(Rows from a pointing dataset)

-- Start --

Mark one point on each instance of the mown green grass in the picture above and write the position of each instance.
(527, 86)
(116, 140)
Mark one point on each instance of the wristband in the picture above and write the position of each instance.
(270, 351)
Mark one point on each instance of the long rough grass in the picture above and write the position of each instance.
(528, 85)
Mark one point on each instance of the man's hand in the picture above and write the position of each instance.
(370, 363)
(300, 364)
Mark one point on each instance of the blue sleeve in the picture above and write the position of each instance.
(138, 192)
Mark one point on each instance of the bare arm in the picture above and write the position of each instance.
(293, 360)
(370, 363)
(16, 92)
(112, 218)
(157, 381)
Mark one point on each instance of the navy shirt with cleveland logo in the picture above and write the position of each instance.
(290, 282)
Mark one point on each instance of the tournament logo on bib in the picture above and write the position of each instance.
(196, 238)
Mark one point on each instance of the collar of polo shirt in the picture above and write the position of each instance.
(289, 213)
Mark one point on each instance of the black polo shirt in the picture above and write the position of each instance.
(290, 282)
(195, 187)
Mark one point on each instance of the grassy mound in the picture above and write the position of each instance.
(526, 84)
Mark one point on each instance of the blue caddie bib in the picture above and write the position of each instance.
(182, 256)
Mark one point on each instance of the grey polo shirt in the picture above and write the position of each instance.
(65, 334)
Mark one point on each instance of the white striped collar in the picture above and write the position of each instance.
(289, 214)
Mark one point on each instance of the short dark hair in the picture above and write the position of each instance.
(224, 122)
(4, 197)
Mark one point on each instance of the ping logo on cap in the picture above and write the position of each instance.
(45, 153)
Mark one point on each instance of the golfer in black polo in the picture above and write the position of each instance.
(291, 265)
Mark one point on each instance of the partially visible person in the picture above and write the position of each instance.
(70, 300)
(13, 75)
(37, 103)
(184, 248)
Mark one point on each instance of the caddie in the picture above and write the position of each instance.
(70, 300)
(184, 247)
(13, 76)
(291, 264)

-- End --
-- Start --

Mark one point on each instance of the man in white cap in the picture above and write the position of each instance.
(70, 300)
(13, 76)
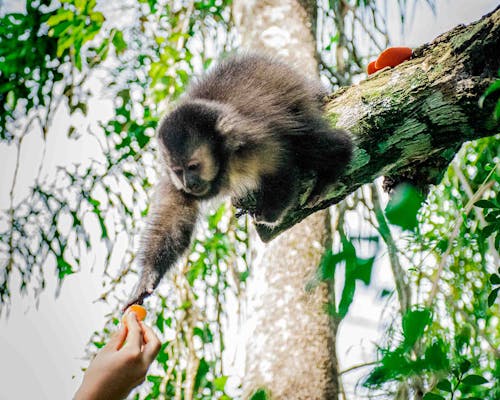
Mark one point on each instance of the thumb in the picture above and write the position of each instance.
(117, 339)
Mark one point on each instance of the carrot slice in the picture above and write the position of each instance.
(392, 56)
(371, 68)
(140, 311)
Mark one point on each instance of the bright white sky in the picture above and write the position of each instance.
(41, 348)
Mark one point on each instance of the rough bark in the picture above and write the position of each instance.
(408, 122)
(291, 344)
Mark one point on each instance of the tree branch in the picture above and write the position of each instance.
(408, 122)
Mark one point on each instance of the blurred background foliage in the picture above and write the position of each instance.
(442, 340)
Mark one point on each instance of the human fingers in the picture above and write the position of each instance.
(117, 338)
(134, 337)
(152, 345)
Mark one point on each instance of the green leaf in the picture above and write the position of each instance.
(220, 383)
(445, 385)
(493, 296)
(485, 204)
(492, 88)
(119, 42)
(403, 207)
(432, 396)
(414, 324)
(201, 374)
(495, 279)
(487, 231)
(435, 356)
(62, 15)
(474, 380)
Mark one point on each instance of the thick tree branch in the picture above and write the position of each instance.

-- End --

_Goal_: Show every line above that contains the string "polo", treating uppercase and lowercase letters as distinct.

_The answer_:
Mark one point on each instance of the collar of polo shirt in the picture above and write the position of each instance.
Mark one point on each instance of the black polo shirt in the picture above and write the position of each instance.
Mark one point on each instance of the grey polo shirt in the picture above and write the position of each instance.
Mark one point on each instance of the golfer in black polo in the picture above and write the position of each instance.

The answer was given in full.